**Data provided:**
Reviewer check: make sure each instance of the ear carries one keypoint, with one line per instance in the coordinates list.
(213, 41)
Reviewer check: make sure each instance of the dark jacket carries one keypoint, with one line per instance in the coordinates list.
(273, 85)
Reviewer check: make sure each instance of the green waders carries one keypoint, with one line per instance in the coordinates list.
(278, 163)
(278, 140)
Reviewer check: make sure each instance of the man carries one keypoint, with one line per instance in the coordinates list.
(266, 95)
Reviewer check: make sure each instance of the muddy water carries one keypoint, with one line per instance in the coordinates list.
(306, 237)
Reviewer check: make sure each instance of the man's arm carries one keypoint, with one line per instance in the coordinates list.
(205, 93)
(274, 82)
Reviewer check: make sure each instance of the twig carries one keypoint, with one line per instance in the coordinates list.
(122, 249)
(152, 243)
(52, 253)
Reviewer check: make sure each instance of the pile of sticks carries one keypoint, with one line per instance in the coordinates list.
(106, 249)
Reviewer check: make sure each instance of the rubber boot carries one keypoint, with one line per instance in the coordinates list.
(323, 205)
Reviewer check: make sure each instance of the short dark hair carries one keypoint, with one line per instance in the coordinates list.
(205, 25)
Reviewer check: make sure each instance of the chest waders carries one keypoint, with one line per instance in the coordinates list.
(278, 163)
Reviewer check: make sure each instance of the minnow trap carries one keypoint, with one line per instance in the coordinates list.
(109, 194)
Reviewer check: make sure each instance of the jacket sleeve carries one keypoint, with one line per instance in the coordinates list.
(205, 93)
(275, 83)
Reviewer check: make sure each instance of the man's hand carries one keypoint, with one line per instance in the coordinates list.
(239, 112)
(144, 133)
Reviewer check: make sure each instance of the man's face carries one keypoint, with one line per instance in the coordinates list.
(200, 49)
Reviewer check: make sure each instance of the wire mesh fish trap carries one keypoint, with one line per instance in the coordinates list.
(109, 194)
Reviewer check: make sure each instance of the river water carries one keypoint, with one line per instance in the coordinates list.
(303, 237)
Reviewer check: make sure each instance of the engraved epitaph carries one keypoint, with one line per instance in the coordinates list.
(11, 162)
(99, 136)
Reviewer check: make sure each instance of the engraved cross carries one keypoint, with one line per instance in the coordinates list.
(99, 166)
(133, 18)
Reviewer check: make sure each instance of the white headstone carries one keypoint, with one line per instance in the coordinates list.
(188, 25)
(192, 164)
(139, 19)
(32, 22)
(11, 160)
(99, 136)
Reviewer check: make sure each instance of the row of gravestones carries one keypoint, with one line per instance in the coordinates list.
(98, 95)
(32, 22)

**Short exercise:**
Return the lines above exactly, keeping every word.

**Task result:**
Reviewer check: make sure each instance of the ear carries one keypoint, with one line per instance in the coordinates list.
(213, 41)
Reviewer check: make sure each instance of the dark jacket carries one keypoint, with one line per instance in the coordinates list.
(273, 85)
Reviewer check: make sure each instance of the green waders carries one keypoint, with one line per instance in the coordinates list.
(278, 163)
(278, 140)
Reviewer check: make sure each instance of the man carries one keypoint, with one line per instance in the coordinates list.
(266, 95)
Reviewer check: make sure each instance of the muddy water carries one keypoint, with one line per instance in the coordinates list.
(306, 237)
Reviewer check: make sure each instance of the man's arm carries one keypoint, with one line per instance in the coordinates list.
(205, 93)
(274, 82)
Reviewer check: make sure each instance of the twig carries one keypoint, with one line per instance in the coordinates list.
(122, 249)
(152, 243)
(52, 253)
Reviewer check: make sure each instance of the pile of sticks carries one keypoint, with one line per instance in the coordinates list.
(106, 249)
Reviewer check: make sure each instance of the rubber boot carries one keypoint, with one line per instance in the coordinates list.
(323, 205)
Reviewer check: make sure each instance of the short dark hair carries one keypoint, with one line per instance in the coordinates list.
(205, 25)
Reviewer check: make sure each instance of the chest waders carries one keypoint, with one line per instance in the coordinates list.
(278, 163)
Reviewer check: make sure each instance of the minnow trap carries one keypoint, with one line per instance in the coordinates list.
(109, 194)
Reviewer check: make sure each instance of the jacket sleeve carries one keypoint, with one line per instance in the coordinates list.
(205, 93)
(275, 83)
Reviewer check: make sure each instance of the man's hand carries one keypoint, with one line per instance in the coordinates list.
(239, 112)
(144, 133)
Reviewer check: make sure each instance of the man's face carries one keypoint, with one line per instance in the coordinates list.
(200, 49)
Reviewer check: make sure each instance of the wire mesh fish trap carries one keypoint, with one line per instance in the coordinates list.
(109, 194)
Reviewer check: make sure each instance of the river water carries one keypoint, with one line per instance in the coordinates list.
(303, 237)
Reviewer check: make sure each instance of the engraved epitaph carries one keypoint, with one line per instance in the coordinates list.
(11, 162)
(99, 136)
Reviewer check: make sure each instance of the engraved cross carries one keypoint, with one line per instance in the coordinates list.
(99, 166)
(133, 18)
Reviewer check: make sure each instance of the white headstone carries one keypoint, with one line per instance in the coordinates list.
(188, 25)
(192, 164)
(139, 19)
(32, 22)
(11, 160)
(99, 136)
Reviewer check: make sure each instance of the row of gravestones carries one keypoint, with one line per instance in the coordinates list.
(98, 95)
(32, 22)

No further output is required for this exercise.